■ YOUR OBJECTIVE ■
Please reproduce the entries from the line with "# point at: refrigerator" to the line with "x=467, y=296", swapping "green vegetable" for "leafy vegetable" and keeping everything else the same. Return only those lines.

■ PROVIDED RECORDS ■
>> begin
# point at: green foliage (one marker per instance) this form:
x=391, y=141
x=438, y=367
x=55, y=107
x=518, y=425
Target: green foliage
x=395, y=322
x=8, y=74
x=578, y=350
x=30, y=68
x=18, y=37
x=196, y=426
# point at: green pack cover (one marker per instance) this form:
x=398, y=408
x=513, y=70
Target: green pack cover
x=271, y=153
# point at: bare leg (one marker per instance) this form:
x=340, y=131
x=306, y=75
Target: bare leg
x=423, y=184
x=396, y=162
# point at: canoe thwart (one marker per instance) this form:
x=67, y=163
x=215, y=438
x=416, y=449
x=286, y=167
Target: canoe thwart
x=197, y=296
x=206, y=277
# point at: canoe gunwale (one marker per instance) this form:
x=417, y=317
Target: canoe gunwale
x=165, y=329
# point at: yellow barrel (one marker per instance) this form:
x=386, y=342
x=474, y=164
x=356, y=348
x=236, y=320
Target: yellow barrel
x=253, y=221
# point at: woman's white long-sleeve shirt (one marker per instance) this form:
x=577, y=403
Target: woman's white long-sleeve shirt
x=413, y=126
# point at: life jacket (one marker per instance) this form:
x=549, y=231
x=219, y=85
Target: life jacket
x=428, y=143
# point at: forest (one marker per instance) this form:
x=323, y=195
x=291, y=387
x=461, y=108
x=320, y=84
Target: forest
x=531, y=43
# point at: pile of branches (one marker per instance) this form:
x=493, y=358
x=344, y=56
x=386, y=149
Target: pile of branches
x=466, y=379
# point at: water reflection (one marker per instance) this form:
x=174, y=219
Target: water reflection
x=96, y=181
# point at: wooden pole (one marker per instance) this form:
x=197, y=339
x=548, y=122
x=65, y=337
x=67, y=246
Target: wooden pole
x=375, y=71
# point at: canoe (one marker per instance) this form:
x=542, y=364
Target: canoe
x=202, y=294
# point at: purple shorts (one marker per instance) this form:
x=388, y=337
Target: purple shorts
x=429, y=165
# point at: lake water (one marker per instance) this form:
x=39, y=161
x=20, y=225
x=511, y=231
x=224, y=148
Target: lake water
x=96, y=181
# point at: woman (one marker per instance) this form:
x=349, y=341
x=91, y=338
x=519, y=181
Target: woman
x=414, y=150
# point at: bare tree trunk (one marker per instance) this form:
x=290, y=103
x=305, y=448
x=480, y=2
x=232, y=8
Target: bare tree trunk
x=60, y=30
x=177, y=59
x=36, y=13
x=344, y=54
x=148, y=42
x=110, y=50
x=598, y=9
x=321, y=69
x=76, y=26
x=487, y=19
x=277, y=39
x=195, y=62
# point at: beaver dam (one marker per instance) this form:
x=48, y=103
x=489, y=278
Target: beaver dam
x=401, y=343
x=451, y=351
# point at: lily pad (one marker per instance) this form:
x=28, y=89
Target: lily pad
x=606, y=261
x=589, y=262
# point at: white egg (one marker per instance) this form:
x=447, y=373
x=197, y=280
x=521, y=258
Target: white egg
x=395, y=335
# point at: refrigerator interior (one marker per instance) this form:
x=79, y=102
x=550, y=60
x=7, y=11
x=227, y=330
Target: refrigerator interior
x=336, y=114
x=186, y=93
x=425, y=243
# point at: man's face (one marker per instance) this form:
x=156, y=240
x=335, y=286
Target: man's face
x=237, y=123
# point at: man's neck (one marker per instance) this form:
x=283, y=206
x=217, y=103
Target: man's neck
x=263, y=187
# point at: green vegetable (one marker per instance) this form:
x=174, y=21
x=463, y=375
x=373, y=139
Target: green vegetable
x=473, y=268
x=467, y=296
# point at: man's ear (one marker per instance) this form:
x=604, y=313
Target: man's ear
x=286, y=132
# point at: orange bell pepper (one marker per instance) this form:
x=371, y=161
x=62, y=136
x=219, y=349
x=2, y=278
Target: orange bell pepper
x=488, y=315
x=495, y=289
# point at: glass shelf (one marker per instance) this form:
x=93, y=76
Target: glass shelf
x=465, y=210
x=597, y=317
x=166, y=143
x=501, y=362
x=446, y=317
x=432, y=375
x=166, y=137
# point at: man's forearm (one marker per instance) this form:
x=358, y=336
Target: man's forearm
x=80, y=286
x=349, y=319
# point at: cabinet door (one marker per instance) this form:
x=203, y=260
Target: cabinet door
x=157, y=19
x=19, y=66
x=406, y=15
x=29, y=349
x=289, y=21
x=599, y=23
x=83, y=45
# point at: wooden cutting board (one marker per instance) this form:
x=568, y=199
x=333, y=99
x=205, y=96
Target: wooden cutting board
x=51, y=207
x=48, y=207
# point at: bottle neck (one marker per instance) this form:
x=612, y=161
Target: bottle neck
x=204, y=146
>> end
■ RESULT OF THIS EXERCISE ■
# point at: refrigerator interior (one marker per instance) this form:
x=79, y=102
x=550, y=60
x=7, y=11
x=227, y=330
Target: refrigerator interior
x=336, y=114
x=186, y=93
x=425, y=243
# point at: man's face (one marker per instance) this form:
x=156, y=240
x=335, y=286
Target: man's face
x=237, y=123
# point at: man's neck (one marker per instance) this form:
x=283, y=206
x=217, y=103
Target: man's neck
x=263, y=187
# point at: leafy vegetable (one marker per instance) this form:
x=174, y=21
x=463, y=375
x=373, y=139
Target: leafy vegetable
x=473, y=268
x=467, y=296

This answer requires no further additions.